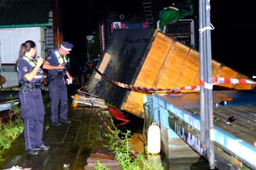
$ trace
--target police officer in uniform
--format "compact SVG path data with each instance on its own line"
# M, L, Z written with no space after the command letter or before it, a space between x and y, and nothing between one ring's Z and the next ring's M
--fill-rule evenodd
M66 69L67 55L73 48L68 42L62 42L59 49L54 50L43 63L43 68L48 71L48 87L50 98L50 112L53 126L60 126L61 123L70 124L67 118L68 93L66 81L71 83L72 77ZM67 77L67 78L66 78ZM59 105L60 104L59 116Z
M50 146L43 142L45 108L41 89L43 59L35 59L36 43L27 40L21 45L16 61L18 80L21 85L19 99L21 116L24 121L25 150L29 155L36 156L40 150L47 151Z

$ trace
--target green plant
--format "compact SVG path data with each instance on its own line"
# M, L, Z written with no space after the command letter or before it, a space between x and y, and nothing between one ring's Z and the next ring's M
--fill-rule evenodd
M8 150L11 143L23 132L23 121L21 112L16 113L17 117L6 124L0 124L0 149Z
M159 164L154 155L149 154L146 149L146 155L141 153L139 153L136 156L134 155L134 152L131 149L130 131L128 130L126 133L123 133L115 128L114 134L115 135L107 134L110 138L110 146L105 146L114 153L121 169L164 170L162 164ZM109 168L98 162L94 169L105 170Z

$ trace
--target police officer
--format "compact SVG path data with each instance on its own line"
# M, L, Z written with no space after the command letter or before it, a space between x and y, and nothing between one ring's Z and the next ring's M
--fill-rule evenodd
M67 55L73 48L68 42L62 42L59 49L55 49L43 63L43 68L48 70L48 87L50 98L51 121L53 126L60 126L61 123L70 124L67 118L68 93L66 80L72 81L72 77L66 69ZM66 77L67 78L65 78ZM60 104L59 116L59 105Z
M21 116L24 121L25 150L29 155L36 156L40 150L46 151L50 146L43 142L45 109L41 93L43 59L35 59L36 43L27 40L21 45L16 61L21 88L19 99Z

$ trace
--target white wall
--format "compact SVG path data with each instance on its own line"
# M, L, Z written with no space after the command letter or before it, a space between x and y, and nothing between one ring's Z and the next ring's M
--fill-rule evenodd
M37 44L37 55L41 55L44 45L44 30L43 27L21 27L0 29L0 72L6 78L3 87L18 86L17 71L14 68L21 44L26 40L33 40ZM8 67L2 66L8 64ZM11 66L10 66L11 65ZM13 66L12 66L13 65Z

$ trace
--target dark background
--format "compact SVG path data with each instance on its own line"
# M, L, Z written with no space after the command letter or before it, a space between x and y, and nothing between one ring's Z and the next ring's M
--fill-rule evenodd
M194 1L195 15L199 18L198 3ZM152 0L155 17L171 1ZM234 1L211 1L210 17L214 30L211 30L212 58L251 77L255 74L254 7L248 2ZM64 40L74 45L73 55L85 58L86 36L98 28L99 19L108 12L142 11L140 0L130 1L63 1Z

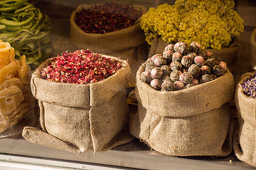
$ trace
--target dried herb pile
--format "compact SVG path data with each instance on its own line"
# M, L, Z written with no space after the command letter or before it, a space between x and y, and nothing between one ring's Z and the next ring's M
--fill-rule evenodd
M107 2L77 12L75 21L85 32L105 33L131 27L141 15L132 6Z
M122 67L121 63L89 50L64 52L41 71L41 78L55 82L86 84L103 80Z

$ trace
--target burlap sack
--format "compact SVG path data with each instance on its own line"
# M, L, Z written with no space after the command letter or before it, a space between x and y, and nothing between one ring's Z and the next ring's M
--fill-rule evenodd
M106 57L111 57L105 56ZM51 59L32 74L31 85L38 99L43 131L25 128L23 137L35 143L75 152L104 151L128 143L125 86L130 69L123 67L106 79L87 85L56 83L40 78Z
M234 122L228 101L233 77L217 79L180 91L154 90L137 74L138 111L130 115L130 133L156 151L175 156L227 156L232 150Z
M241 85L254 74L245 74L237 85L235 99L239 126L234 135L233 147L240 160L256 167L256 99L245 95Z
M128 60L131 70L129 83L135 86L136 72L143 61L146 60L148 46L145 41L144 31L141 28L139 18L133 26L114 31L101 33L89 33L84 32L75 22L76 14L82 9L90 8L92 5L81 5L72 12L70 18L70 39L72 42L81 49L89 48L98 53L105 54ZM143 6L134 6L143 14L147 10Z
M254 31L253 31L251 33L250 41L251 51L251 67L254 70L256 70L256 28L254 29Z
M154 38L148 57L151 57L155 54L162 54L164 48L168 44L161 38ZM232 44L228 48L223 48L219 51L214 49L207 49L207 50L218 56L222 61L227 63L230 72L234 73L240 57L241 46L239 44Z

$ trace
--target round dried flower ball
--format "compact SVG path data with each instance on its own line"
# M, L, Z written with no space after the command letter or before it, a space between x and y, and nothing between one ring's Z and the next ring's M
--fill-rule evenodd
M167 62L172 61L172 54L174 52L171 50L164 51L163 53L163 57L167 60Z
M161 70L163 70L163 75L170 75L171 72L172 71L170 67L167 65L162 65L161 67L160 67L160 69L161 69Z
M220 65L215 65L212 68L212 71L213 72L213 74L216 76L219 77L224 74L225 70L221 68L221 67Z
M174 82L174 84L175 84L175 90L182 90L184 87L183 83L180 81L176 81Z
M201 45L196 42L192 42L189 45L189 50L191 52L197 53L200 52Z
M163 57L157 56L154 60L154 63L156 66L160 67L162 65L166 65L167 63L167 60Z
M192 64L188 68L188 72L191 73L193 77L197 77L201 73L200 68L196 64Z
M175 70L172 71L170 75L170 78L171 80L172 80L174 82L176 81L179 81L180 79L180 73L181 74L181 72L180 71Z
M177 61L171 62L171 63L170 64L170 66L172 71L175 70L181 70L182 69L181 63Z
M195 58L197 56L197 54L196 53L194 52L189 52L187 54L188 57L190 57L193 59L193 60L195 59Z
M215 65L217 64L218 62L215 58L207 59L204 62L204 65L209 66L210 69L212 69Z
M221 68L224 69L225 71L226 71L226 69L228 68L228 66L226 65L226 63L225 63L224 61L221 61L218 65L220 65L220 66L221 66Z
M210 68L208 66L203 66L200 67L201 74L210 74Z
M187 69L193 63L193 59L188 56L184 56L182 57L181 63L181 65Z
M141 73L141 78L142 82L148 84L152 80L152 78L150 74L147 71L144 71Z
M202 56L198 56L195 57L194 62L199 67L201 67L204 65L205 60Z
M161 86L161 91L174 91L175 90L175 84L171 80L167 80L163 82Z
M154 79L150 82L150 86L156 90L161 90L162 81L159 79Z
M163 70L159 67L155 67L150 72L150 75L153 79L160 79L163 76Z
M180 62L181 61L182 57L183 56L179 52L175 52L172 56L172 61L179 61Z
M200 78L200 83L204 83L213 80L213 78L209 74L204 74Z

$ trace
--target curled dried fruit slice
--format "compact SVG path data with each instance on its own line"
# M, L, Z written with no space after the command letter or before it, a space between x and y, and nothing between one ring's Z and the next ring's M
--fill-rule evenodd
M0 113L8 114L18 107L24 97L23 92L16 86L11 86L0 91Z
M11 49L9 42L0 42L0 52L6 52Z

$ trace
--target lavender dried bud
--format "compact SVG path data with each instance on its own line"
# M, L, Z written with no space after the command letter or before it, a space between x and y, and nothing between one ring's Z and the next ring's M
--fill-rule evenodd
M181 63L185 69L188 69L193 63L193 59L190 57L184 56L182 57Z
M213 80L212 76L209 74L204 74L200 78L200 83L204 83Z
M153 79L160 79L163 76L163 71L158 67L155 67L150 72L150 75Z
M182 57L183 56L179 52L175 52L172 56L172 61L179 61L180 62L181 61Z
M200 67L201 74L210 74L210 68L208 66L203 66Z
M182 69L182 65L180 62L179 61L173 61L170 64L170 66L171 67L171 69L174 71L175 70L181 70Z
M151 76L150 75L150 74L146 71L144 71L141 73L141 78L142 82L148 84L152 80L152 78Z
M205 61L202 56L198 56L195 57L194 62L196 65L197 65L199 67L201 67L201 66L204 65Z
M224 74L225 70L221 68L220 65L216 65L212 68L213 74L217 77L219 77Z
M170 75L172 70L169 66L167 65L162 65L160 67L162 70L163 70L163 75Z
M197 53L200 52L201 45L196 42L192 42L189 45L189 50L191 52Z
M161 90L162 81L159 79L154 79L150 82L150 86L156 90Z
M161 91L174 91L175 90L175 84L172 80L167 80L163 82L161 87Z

To do>
Reproduce everything from the start of the records down to the line containing "M159 164L154 155L149", inclusive, and leave the pictures out of your reply.

Task response>
$ trace
--target police officer in uniform
--format "compact SVG path data with each instance on its own line"
# M, L, Z written with no space after the command letter or before it, a space between x and y, and nothing between one ring's Z and the next ring's M
--fill-rule evenodd
M66 69L67 55L73 48L68 42L62 42L59 49L54 50L43 63L43 68L48 71L48 87L50 98L50 112L53 126L60 126L61 123L70 124L67 118L68 93L66 81L71 83L72 77ZM67 77L67 78L66 78ZM59 105L60 104L59 116Z
M50 146L43 142L45 108L41 89L43 59L35 59L36 43L27 40L21 45L16 61L18 80L21 85L19 99L21 116L24 121L25 150L29 155L36 156L40 150L47 151Z

$ trace
--target green plant
--format "compact SVG path data with each instance on its own line"
# M, L, Z written with no space after the command letter or before it, a space between x and y, and nothing between one ring's Z and the next ring's M
--fill-rule evenodd
M8 150L11 143L23 132L23 121L21 112L16 113L17 117L6 124L0 124L0 149Z
M159 164L154 155L149 154L146 149L146 155L141 153L139 153L136 156L134 155L134 152L131 149L130 131L128 130L126 133L123 133L115 128L114 134L115 135L107 134L110 138L110 146L105 146L114 153L121 169L164 170L162 164ZM109 168L98 162L94 169L105 170Z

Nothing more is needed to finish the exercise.